▶ DOCUMENT TEXT:
■ ■ ■ ■ ■ ■ ■
Thursday, March 23, 2017
Mining Businesses in the Wake of PP Minerba: Many Issues Loom Regarding Indonesia’s Mining Divestment Policy
Marcell Sihombing, M. Dani Pratama Huzaini
The implementation of Indonesia’s mining divestment policy, as stipulated under Law No. 4 of 2009 on Minerals and Coal Mining (“Mining Law”), as well as all of the relevant implementing regulations, represents the government’s intention of firmly underlining its absolute authority over the country’s mineral resources. Through this policy, any foreign mining companies investing in Indonesia are required to periodically sell a portion of their shares to Indonesian parties, thereby transferring the ownership of said investments to local companies.
The government strongly believes that this particular policy has two major benefits for Indonesian citizens. Firstly, the policy will enable any Indonesian citizens who possess shares in mining companies to directly access profits from this line of business, instead of only having access to indirect benefits in the form of increases to the country’s tax revenue. Secondly, the policy also allows Indonesian companies to gain access to new mining technologies, as well as to develop new and inventive business practices and generate greater domestic employment and business opportunities.
The Natural Resource Governance Institute (“NRGI”), however, recently commented that expecting these kinds of benefits to emerge from the divestment policy might prove overly optimistic, as they will surely require large amounts of funding.
“Critically speaking, our analysis shows that this policy will ultimately hinder foreign investment in the future, and may even lead to the diminution of the country’s mining sector as a whole,” asserted NRGI researcher David Manley.
■ ■ ■ ■ ■ ■ ■
Records in a dataset:
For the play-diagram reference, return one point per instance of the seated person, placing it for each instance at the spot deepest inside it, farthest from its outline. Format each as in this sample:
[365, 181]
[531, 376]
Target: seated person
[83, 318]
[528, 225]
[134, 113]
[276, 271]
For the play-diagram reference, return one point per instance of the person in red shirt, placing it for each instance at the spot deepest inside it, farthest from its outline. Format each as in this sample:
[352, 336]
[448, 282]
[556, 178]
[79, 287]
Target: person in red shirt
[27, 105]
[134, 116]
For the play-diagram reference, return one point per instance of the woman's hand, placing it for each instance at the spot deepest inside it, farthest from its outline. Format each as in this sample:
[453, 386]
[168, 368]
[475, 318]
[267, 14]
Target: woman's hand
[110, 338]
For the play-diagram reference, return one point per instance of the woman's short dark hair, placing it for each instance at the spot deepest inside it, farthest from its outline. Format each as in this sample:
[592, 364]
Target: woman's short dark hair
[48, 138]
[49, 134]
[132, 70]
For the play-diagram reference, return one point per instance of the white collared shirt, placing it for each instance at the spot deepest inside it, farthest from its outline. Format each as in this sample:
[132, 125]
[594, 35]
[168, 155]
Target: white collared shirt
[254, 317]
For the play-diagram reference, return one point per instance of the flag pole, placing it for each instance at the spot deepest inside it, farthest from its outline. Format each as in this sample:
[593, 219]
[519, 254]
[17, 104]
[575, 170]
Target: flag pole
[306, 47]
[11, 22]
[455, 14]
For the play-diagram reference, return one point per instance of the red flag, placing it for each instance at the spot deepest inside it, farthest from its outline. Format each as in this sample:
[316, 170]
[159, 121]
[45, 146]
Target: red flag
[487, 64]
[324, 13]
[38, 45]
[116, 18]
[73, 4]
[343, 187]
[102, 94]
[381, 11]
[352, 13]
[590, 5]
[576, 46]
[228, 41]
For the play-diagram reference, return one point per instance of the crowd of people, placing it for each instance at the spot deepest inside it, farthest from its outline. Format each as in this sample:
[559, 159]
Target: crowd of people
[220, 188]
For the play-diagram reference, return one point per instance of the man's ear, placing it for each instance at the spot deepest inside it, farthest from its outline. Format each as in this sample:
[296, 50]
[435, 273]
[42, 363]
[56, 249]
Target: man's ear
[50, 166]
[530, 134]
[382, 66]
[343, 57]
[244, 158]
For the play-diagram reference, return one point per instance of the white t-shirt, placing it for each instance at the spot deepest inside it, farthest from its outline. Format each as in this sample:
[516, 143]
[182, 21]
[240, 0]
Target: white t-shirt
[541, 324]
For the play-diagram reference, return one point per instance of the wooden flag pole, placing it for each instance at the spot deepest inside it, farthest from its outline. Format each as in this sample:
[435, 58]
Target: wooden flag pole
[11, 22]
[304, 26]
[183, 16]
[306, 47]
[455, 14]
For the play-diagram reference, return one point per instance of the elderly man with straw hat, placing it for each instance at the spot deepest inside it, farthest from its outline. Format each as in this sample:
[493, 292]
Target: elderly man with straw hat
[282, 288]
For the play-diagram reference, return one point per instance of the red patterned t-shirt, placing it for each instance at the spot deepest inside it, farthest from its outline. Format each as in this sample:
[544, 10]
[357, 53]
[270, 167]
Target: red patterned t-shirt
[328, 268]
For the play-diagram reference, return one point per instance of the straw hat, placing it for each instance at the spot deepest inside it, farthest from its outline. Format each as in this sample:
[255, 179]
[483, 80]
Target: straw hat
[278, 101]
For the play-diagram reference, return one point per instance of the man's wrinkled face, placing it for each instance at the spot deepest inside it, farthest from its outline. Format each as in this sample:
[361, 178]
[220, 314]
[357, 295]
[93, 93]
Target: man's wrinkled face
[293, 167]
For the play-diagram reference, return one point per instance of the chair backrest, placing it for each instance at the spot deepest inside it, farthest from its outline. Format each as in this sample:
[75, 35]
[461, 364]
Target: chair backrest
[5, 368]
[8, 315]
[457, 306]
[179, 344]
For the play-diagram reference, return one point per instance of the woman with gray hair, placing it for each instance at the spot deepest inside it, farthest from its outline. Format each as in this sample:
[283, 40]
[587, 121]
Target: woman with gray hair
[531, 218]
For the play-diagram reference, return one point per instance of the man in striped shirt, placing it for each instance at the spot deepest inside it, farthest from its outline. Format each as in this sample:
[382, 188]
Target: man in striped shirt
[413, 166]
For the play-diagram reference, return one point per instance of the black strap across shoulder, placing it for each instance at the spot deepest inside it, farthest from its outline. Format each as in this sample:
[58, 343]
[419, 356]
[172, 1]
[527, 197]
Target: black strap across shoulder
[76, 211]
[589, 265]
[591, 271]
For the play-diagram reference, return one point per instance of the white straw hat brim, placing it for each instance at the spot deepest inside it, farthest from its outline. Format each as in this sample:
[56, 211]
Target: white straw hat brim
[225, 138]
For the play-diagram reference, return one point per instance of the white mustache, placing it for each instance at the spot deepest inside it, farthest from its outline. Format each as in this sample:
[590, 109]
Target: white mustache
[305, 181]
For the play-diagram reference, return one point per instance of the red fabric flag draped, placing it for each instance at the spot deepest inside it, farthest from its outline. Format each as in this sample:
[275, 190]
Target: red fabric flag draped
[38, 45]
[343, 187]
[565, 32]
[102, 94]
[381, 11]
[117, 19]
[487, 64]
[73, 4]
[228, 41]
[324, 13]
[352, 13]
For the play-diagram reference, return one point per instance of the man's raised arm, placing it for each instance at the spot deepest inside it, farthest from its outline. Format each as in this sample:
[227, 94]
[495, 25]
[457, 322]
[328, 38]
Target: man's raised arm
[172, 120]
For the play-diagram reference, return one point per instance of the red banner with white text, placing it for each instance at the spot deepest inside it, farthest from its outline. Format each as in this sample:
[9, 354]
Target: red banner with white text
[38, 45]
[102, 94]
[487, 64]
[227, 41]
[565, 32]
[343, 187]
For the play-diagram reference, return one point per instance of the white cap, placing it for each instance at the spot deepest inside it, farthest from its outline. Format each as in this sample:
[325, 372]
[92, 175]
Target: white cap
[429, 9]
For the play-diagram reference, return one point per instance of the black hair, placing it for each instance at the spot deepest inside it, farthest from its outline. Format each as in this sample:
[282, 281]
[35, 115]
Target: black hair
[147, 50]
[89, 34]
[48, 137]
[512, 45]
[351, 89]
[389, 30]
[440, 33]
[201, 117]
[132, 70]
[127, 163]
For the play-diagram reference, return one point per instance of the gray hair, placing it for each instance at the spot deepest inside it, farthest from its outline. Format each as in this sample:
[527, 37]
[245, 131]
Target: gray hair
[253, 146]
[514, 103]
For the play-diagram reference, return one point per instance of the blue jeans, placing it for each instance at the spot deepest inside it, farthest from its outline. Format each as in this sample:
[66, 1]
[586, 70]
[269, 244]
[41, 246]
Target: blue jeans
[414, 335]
■ ■ ■ ■ ■ ■ ■
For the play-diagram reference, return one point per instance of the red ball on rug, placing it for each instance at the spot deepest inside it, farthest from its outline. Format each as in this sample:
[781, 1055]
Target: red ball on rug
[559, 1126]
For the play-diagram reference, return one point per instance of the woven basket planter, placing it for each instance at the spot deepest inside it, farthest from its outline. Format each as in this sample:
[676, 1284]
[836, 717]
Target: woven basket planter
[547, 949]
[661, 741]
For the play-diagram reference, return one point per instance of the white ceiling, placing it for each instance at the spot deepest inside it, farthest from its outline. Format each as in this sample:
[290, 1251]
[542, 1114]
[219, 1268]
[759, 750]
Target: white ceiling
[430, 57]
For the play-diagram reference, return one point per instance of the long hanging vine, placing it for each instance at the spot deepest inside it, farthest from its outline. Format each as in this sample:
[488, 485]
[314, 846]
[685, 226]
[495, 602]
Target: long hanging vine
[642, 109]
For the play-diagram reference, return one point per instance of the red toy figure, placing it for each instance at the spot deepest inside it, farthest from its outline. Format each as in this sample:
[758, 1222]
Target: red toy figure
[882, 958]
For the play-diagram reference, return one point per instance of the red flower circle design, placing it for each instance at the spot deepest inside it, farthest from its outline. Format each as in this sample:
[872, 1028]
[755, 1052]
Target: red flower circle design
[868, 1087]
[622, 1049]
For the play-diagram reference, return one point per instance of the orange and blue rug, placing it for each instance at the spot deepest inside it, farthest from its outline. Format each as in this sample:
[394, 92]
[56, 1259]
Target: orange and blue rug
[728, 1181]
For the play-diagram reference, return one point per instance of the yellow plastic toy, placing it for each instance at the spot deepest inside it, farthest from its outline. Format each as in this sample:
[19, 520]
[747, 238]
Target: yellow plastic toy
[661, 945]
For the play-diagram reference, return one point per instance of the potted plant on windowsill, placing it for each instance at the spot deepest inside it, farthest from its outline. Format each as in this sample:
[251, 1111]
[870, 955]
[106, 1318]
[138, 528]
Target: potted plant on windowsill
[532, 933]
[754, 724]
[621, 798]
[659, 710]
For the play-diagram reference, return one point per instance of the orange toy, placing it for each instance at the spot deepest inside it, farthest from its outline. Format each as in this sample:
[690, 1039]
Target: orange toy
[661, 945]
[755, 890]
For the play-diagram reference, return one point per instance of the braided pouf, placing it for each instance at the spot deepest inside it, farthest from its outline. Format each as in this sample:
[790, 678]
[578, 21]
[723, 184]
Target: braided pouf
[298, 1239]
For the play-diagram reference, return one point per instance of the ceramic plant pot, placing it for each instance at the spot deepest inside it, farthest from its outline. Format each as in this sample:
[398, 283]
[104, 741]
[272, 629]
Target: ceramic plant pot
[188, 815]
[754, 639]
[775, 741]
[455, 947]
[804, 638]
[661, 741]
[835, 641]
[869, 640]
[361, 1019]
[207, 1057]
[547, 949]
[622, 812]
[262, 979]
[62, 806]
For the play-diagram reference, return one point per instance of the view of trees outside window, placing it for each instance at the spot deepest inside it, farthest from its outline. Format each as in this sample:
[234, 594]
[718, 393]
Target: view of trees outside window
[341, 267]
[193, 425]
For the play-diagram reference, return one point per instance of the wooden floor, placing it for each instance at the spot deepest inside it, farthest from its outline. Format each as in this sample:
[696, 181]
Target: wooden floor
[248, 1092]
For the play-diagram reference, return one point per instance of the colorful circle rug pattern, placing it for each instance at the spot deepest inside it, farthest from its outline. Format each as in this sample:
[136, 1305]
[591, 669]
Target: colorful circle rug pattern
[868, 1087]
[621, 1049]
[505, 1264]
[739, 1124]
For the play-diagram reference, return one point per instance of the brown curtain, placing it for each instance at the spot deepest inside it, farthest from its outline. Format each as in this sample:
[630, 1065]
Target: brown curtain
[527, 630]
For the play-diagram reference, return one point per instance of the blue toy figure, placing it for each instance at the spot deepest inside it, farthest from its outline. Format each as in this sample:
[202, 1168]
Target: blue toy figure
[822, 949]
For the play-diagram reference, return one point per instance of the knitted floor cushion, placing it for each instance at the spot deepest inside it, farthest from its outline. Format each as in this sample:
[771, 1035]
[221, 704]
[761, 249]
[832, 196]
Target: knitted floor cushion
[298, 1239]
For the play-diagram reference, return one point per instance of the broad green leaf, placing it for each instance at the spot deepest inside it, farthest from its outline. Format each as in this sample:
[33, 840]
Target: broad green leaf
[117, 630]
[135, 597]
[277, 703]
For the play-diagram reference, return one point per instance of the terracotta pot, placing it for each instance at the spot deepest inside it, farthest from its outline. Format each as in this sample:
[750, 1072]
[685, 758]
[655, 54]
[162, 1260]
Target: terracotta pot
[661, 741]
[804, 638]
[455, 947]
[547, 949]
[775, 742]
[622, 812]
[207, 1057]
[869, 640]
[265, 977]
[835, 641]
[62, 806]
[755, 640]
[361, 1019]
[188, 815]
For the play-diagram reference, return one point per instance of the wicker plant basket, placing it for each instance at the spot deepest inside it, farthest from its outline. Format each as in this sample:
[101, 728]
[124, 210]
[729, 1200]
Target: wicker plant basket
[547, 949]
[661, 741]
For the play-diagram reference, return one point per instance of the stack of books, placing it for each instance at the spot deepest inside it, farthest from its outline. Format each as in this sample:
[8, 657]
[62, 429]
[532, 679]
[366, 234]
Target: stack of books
■ ■ ■ ■ ■ ■ ■
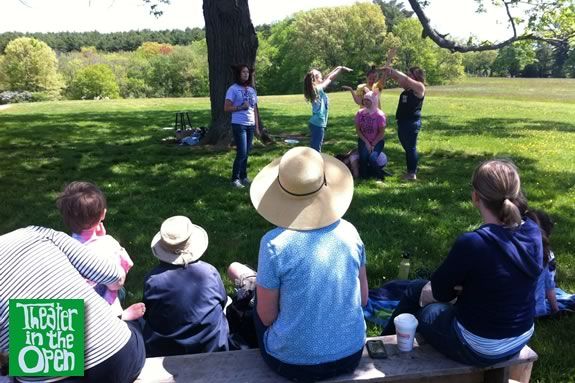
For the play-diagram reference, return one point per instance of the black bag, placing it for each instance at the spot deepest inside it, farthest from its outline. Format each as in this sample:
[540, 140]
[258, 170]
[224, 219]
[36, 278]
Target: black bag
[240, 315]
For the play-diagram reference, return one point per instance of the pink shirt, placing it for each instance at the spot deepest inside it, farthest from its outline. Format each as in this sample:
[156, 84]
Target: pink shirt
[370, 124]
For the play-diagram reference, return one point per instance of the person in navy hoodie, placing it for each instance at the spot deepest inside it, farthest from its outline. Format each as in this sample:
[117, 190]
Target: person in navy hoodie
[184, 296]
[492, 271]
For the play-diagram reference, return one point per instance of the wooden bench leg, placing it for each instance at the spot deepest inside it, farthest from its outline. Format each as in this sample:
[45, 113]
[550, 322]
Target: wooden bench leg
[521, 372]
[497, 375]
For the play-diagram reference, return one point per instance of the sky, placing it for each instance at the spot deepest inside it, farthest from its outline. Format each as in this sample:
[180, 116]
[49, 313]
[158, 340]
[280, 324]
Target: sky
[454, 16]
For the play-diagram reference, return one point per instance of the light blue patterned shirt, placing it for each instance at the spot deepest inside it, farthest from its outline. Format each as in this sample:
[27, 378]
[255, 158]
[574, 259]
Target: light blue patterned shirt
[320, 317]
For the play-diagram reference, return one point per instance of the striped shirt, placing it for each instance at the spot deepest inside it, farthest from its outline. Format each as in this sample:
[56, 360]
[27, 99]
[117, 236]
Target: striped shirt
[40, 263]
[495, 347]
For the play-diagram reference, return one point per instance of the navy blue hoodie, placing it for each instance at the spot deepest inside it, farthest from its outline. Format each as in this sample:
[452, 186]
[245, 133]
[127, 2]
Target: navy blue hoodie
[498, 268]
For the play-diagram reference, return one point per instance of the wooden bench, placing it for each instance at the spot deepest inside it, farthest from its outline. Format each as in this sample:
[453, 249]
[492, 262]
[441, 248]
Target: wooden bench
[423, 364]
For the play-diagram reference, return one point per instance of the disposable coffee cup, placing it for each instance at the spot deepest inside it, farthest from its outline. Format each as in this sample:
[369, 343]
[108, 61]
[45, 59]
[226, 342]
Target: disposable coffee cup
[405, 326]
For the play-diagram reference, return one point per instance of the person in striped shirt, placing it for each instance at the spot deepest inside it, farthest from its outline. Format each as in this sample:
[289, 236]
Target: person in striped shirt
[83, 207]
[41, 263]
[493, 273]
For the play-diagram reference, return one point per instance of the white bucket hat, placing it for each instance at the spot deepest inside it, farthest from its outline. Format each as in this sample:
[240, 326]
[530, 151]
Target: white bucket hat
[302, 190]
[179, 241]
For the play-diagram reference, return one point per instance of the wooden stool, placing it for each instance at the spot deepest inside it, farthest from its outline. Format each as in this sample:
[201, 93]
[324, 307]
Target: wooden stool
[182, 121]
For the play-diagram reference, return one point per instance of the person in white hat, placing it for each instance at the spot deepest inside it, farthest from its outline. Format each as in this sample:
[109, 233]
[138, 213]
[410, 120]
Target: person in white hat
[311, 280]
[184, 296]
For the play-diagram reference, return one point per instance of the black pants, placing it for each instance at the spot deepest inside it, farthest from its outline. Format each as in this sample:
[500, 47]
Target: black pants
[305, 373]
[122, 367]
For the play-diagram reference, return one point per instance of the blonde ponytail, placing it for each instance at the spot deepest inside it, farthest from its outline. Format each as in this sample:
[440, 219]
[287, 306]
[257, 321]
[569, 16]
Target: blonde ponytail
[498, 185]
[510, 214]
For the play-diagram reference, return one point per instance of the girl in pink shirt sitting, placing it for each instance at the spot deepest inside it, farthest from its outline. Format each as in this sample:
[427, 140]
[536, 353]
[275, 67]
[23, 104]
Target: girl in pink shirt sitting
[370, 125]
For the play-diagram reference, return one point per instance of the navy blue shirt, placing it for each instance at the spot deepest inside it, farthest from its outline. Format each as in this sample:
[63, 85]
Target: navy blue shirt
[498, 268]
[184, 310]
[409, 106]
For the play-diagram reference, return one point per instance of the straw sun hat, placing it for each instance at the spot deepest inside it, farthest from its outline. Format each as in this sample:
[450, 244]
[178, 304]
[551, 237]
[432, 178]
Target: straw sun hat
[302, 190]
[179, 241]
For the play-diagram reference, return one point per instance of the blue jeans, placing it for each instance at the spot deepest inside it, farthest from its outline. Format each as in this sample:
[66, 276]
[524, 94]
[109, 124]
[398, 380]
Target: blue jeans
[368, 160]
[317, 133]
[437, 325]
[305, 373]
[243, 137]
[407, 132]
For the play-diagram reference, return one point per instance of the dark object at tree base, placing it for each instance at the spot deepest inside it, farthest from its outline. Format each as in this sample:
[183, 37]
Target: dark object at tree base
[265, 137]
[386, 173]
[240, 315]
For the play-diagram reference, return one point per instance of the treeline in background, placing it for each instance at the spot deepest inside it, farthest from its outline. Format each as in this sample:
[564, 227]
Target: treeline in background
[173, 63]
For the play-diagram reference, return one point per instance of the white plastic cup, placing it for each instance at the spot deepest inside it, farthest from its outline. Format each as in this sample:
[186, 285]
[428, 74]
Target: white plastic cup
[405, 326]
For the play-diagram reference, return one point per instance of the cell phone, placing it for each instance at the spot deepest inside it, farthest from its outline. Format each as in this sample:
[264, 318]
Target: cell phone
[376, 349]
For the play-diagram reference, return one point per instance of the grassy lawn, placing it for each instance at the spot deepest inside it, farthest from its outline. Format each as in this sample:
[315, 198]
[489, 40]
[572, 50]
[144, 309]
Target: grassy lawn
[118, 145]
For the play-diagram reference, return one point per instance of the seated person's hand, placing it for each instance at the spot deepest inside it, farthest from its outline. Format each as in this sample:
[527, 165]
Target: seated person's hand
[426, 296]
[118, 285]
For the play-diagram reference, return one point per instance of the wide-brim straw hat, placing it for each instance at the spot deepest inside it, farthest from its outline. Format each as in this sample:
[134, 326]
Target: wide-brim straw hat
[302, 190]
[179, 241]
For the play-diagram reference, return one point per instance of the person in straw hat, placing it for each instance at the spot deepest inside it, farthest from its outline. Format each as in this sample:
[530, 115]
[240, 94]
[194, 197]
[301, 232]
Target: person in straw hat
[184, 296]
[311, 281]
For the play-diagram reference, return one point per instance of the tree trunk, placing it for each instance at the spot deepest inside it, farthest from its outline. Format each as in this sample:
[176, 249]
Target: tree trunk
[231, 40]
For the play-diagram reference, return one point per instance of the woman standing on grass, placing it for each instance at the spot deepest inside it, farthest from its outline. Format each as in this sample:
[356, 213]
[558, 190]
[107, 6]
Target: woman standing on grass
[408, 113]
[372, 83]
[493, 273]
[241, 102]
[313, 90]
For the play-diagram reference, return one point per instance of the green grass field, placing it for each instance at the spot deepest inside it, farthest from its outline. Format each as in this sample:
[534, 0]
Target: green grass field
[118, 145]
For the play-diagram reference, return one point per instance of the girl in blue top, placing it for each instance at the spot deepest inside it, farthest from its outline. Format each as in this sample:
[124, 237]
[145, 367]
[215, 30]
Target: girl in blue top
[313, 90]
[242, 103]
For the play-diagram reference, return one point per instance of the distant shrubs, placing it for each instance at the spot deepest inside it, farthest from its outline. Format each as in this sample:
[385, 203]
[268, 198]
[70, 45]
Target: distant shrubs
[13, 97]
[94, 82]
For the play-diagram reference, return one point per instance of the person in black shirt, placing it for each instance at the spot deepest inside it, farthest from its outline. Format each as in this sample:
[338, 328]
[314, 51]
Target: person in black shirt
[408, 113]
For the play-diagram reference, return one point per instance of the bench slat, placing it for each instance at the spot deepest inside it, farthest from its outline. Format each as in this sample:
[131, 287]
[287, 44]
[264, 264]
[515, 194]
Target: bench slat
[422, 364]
■ ■ ■ ■ ■ ■ ■
▶ PROBLEM TO WORK ON: Could you continue the article on Indonesia's mining divestment policy from its last paragraph?

▶ RESULT FOR THIS TASK:
Mr. Manley admitted that the government’s decision obliging foreign companies to comply with the mandatory divestment policy may bring greater benefits to Indo0nesian citizens. However, through his research, Mr. Manley has also identified several possible difficulties which the government will have to face when attempting to secure any major benefits from the divestment policy.
Firstly, the domestic purchase of divested shares will eventually lead to an increase in Indonesia’s level of foreign debt or at the least funnel a major portion of domestic investment away from other sectors and into the mining sector. Mr. Manley went on to explain that most of Indonesia’s investments were generated from foreign investors, and that only a quarter of the USD 21 billion (IDR 2,394 trillion) total investment in Indonesia had been generated from domestic investors. Conversely, over the course of the last five years, the extractive sector has successfully attracted some USD 21 billion (IDR 279 trillion) through foreign-investment schemes, a figure that is equal to half of the country’s total domestic investment across all business sectors.
Mr. Manley also asserted that any divestment policy which mandates that foreign companies divest some 51% of their equity capital represents a far superior amount of shares when compared with the country’s average annual investment flow. Should Indonesian citizens attempt to purchase any divested shares in excess of 51% of any company’s equity capital, then the necessary funding required to do so might have to be derived from a significant portion of the investment which was originally ploughed into other sectors of the economy.
In other words, Mr. Manley has asserted that an effective divestment policy mandates that domestic investors take on the role which was previously performed by foreign investors. However, in reality, the abovementioned data reveals that domestic investors rarely engage in investment activities in order to take up said roles, and instead mainly invest fixed amounts of short-term funding into various economic sectors.
Mr. Stanley has also described the various options which are available to any domestic investors who are intending to purchase foreign mining-company assets, as follows:
“The consequences of these options might not be appealing to Indonesian citizens and may also mean that the purchase of any mining shares amounts to little more than a hollow victory,” Mr. Manley asserted.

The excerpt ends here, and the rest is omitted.